Pull out each line of the records below that contains the string "order". Case counts.

'''

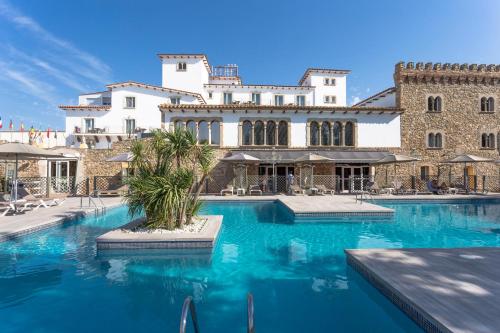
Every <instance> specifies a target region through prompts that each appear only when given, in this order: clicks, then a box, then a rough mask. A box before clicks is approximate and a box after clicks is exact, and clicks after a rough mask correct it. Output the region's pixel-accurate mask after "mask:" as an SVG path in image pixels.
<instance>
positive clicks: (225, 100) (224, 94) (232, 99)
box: [224, 93, 233, 104]
mask: <svg viewBox="0 0 500 333" xmlns="http://www.w3.org/2000/svg"><path fill="white" fill-rule="evenodd" d="M224 104H233V93H224Z"/></svg>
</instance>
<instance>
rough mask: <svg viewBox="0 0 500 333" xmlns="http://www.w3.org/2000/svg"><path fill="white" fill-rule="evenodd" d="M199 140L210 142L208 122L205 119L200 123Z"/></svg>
mask: <svg viewBox="0 0 500 333" xmlns="http://www.w3.org/2000/svg"><path fill="white" fill-rule="evenodd" d="M198 142H199V143H208V123H207V122H206V121H205V120H202V121H200V122H199V123H198Z"/></svg>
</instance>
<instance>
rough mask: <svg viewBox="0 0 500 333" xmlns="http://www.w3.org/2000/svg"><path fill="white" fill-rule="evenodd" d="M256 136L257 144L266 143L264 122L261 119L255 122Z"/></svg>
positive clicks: (261, 143) (254, 134) (255, 134)
mask: <svg viewBox="0 0 500 333" xmlns="http://www.w3.org/2000/svg"><path fill="white" fill-rule="evenodd" d="M253 131H254V134H253V135H254V138H255V143H254V144H255V145H258V146H261V145H263V144H264V123H263V122H262V121H260V120H257V121H256V122H255V124H254V130H253Z"/></svg>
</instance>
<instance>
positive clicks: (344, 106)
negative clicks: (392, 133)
mask: <svg viewBox="0 0 500 333" xmlns="http://www.w3.org/2000/svg"><path fill="white" fill-rule="evenodd" d="M158 108H159V109H160V111H164V112H185V111H194V112H198V111H207V112H210V111H219V112H221V113H223V112H236V111H238V112H244V113H248V112H249V111H254V112H256V113H260V112H267V111H269V112H274V111H276V112H282V113H299V112H300V113H314V114H360V113H363V114H370V115H381V114H402V113H403V112H404V109H401V108H392V107H349V106H334V107H332V106H299V105H254V104H228V105H226V104H223V105H215V104H214V105H212V104H207V105H197V104H177V105H174V104H160V105H159V106H158Z"/></svg>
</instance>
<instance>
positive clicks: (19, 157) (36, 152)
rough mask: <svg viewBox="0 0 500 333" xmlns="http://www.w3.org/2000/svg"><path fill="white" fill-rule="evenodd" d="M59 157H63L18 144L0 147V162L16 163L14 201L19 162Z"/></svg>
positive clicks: (53, 153) (44, 151)
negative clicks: (7, 161) (9, 162)
mask: <svg viewBox="0 0 500 333" xmlns="http://www.w3.org/2000/svg"><path fill="white" fill-rule="evenodd" d="M60 157H63V155H62V154H59V153H55V152H53V151H50V150H46V149H42V148H38V147H35V146H32V145H29V144H24V143H19V142H9V143H4V144H2V145H0V160H9V161H16V165H15V171H14V181H13V190H14V191H13V197H14V200H17V168H18V164H19V160H43V159H50V158H60Z"/></svg>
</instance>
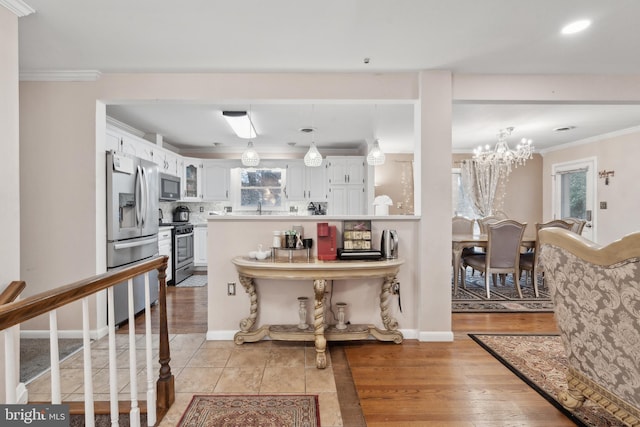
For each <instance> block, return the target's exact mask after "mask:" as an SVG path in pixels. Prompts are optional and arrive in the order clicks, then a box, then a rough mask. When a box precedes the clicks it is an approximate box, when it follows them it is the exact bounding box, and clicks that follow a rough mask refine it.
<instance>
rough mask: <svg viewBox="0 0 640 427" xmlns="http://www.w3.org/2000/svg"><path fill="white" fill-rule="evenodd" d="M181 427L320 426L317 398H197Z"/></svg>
mask: <svg viewBox="0 0 640 427" xmlns="http://www.w3.org/2000/svg"><path fill="white" fill-rule="evenodd" d="M178 426H179V427H196V426H208V427H223V426H224V427H236V426H237V427H240V426H241V427H257V426H290V427H318V426H320V411H319V409H318V396H316V395H196V396H193V398H192V399H191V403H189V406H188V407H187V410H186V411H185V413H184V414H183V415H182V419H181V420H180V423H179V424H178Z"/></svg>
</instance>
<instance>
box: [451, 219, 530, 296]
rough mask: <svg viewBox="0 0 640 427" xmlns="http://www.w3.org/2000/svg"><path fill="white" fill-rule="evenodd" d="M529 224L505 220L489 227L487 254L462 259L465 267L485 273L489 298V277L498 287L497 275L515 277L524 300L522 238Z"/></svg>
mask: <svg viewBox="0 0 640 427" xmlns="http://www.w3.org/2000/svg"><path fill="white" fill-rule="evenodd" d="M526 227H527V223H521V222H518V221H515V220H512V219H505V220H502V221H498V222H496V223H493V224H489V225H488V232H487V252H486V253H484V254H475V255H470V256H467V257H463V258H462V264H463V266H465V267H467V266H468V267H471V268H473V269H474V270H478V271H482V272H484V284H485V288H486V290H487V298H491V293H490V290H489V288H490V286H489V280H490V279H489V276H491V277H492V279H493V284H494V285H496V284H497V283H496V281H497V275H498V274H500V275H506V274H512V275H513V282H514V284H515V287H516V289H517V291H518V296H520V298H522V290H521V289H520V282H519V276H520V246H521V245H522V236H523V235H524V230H525V228H526ZM463 285H464V276H463Z"/></svg>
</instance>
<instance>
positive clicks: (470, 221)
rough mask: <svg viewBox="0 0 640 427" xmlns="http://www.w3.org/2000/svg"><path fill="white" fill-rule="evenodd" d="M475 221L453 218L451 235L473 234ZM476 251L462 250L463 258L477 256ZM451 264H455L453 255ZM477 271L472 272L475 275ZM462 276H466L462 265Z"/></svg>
mask: <svg viewBox="0 0 640 427" xmlns="http://www.w3.org/2000/svg"><path fill="white" fill-rule="evenodd" d="M475 222H476V220H475V219H470V218H467V217H464V216H459V215H456V216H454V217H453V218H451V233H452V234H473V226H474V224H475ZM475 253H476V251H475V249H474V248H464V249H463V250H462V256H463V257H464V256H468V255H473V254H475ZM451 263H452V264H453V255H452V257H451ZM474 272H475V271H472V273H471V274H473V273H474ZM460 275H461V276H465V275H466V268H465V267H464V266H463V265H462V264H460Z"/></svg>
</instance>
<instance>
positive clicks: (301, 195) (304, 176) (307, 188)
mask: <svg viewBox="0 0 640 427" xmlns="http://www.w3.org/2000/svg"><path fill="white" fill-rule="evenodd" d="M326 185H327V167H326V166H325V165H323V166H319V167H315V168H311V167H308V166H305V165H304V162H303V161H290V162H288V163H287V186H286V190H285V194H286V196H287V199H288V200H290V201H302V200H306V201H313V202H321V201H325V200H326V199H327V194H326V188H327V186H326Z"/></svg>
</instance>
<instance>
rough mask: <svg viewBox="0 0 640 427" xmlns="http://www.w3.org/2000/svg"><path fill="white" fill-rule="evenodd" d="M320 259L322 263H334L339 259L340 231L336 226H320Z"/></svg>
mask: <svg viewBox="0 0 640 427" xmlns="http://www.w3.org/2000/svg"><path fill="white" fill-rule="evenodd" d="M317 225H318V259H319V260H322V261H333V260H335V259H337V258H338V249H337V247H336V246H337V245H336V241H337V239H336V236H337V234H338V231H337V230H336V226H335V225H329V223H327V222H319V223H318V224H317Z"/></svg>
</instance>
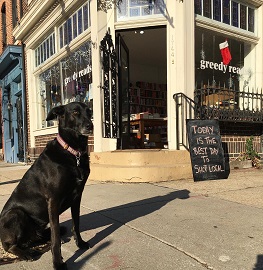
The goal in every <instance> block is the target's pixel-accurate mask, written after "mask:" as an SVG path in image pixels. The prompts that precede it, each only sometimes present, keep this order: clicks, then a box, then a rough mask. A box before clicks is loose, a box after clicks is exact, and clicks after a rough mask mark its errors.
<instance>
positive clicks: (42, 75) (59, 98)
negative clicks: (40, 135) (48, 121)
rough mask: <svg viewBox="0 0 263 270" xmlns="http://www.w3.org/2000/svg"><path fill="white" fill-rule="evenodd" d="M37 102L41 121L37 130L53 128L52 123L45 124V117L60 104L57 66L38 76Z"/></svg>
mask: <svg viewBox="0 0 263 270" xmlns="http://www.w3.org/2000/svg"><path fill="white" fill-rule="evenodd" d="M38 102H39V108H40V110H39V114H40V115H39V118H40V120H41V122H40V123H41V126H39V127H38V128H44V127H47V126H53V125H54V122H53V121H49V122H46V117H47V114H48V112H49V111H50V109H51V108H53V107H55V106H58V105H60V104H61V86H60V76H59V64H56V65H54V66H53V67H51V68H50V69H48V70H46V71H45V72H43V73H41V74H40V76H39V95H38Z"/></svg>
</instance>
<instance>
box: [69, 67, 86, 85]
mask: <svg viewBox="0 0 263 270" xmlns="http://www.w3.org/2000/svg"><path fill="white" fill-rule="evenodd" d="M89 73H91V65H87V67H86V68H84V69H82V70H80V71H77V72H74V73H73V75H72V76H69V77H66V78H65V79H64V84H65V85H67V84H68V83H70V82H71V81H76V80H77V79H78V78H81V77H83V76H85V75H87V74H89Z"/></svg>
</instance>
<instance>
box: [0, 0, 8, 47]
mask: <svg viewBox="0 0 263 270" xmlns="http://www.w3.org/2000/svg"><path fill="white" fill-rule="evenodd" d="M1 19H2V29H1V30H2V40H3V49H5V47H6V45H7V41H6V37H7V31H6V30H7V29H6V8H5V2H4V3H3V5H2V8H1Z"/></svg>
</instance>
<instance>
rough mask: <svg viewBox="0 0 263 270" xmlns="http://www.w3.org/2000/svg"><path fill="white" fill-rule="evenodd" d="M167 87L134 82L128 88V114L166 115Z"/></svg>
mask: <svg viewBox="0 0 263 270" xmlns="http://www.w3.org/2000/svg"><path fill="white" fill-rule="evenodd" d="M166 104H167V86H166V84H157V83H146V82H136V86H135V87H131V88H130V113H131V114H135V113H140V112H148V113H150V114H159V115H160V116H161V117H166V115H167V105H166Z"/></svg>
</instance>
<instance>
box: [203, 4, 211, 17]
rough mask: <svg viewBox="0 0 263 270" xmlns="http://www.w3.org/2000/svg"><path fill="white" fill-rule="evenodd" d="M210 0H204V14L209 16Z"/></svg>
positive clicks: (210, 11) (209, 11)
mask: <svg viewBox="0 0 263 270" xmlns="http://www.w3.org/2000/svg"><path fill="white" fill-rule="evenodd" d="M211 13H212V12H211V0H204V16H205V17H207V18H211Z"/></svg>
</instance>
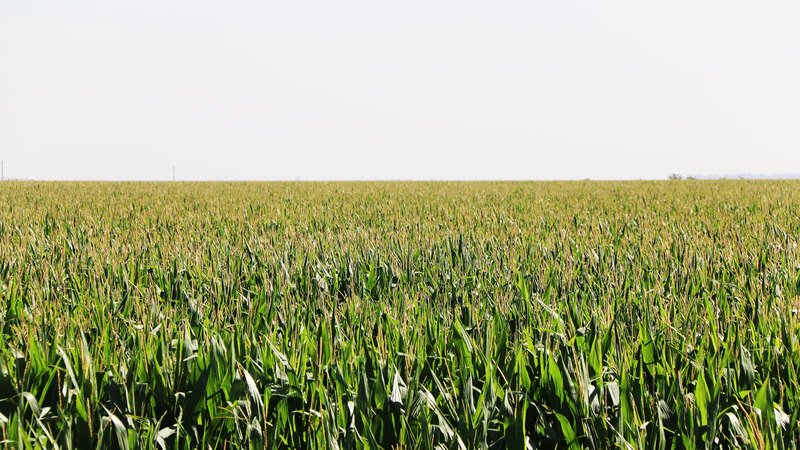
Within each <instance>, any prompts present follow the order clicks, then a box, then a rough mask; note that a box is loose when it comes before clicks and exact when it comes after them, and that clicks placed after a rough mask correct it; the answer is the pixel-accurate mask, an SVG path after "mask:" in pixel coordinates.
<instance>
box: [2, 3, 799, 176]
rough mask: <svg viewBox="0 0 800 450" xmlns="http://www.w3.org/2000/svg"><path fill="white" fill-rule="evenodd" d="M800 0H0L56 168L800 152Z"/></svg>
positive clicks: (643, 162)
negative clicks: (260, 0)
mask: <svg viewBox="0 0 800 450" xmlns="http://www.w3.org/2000/svg"><path fill="white" fill-rule="evenodd" d="M798 24H800V2H798V1H797V0H784V1H777V0H776V1H771V0H760V1H752V0H747V1H742V0H727V1H715V0H708V1H696V0H694V1H689V0H670V1H668V2H664V1H659V2H656V1H641V0H625V1H621V0H608V1H602V2H599V1H594V0H585V1H571V0H559V1H535V0H525V1H503V0H500V1H496V2H488V1H480V2H479V1H469V0H459V1H450V0H440V1H439V0H426V1H421V0H419V1H418V0H406V1H403V2H380V1H374V0H373V1H367V0H363V1H353V0H340V1H335V2H333V1H321V0H320V1H306V0H291V1H230V2H217V1H213V2H212V1H205V0H193V1H188V0H167V1H165V0H159V1H156V0H137V1H135V2H132V1H117V0H70V1H69V2H65V1H61V0H0V159H2V160H3V163H4V175H5V177H6V178H9V177H10V178H22V179H45V180H50V179H55V180H64V179H69V180H77V179H79V180H170V179H172V168H173V167H175V174H176V178H177V179H179V180H296V179H302V180H351V179H352V180H363V179H407V180H417V179H464V180H470V179H498V180H499V179H531V180H550V179H584V178H592V179H663V178H666V177H667V176H668V175H669V174H671V173H680V174H693V175H712V174H734V173H742V172H749V173H766V174H782V173H800V26H798Z"/></svg>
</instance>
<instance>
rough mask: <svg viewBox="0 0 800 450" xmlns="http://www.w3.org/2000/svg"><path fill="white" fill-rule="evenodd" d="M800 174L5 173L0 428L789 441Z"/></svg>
mask: <svg viewBox="0 0 800 450" xmlns="http://www.w3.org/2000/svg"><path fill="white" fill-rule="evenodd" d="M798 188H800V185H798V184H797V183H796V182H761V181H719V182H702V181H694V180H686V181H682V182H680V183H670V182H626V183H608V182H574V183H262V184H258V183H240V184H225V183H210V184H204V183H180V184H157V183H156V184H153V183H150V184H147V183H105V184H101V183H96V184H93V183H18V182H11V183H3V184H2V185H1V186H0V332H2V338H1V339H0V441H1V442H0V448H19V449H37V448H53V447H60V448H65V449H70V448H111V449H133V448H153V449H164V450H166V449H183V448H186V449H188V448H254V449H255V448H329V449H339V448H369V449H379V448H411V449H473V448H476V449H478V448H482V449H497V448H515V449H523V448H527V449H533V448H549V449H583V448H586V449H591V448H598V449H599V448H626V449H638V448H643V449H681V448H717V447H722V448H732V447H742V448H757V449H791V448H796V443H797V442H800V427H798V425H799V424H800V422H798V420H799V419H800V386H798V381H800V376H798V372H797V371H798V367H800V352H798V321H797V315H798V311H799V310H800V299H799V298H798V290H799V289H800V251H799V250H798V247H797V243H798V237H800V236H799V235H800V216H798V215H797V211H800V189H798Z"/></svg>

'''

**Answer box**
Every <instance> specifies a target region through prompts that each appear only when given, in this order: clicks, then a box, then a rough mask. A box before clicks is approximate and a box after clicks is exact, and clicks after a rough mask correct it. Output the region's pixel-accurate mask after "mask:" as an SVG path in image pixels.
For each <instance> block, return the target's exact mask after "mask:" as an SVG path in pixels. Prompts are optional and arrive in the order clicks, then a box, then a rough mask. When a box precedes the clicks it is an approximate box, when it follows them it is the exact bounding box, and clicks that follow a rough mask refine it.
The goal in every <instance> block is the target's pixel-accurate mask, written after "mask:" as an SVG path in image pixels. The prompts that precede it, each only sometimes present, keep this order: clicks, then a box, then a rough mask. A box before clicks is loose, a box after clicks is exact, and clicks after a rough mask mark its errors.
Within each <instance>, any prompts present follow the order clicks, then a box, then a rough mask; note that a box is loose when it comes before clicks and exact when it comes after them, and that clicks placed after a rough mask correct it; the answer is the pixel-accurate mask, an SVG path after "mask:" in pixel coordinates.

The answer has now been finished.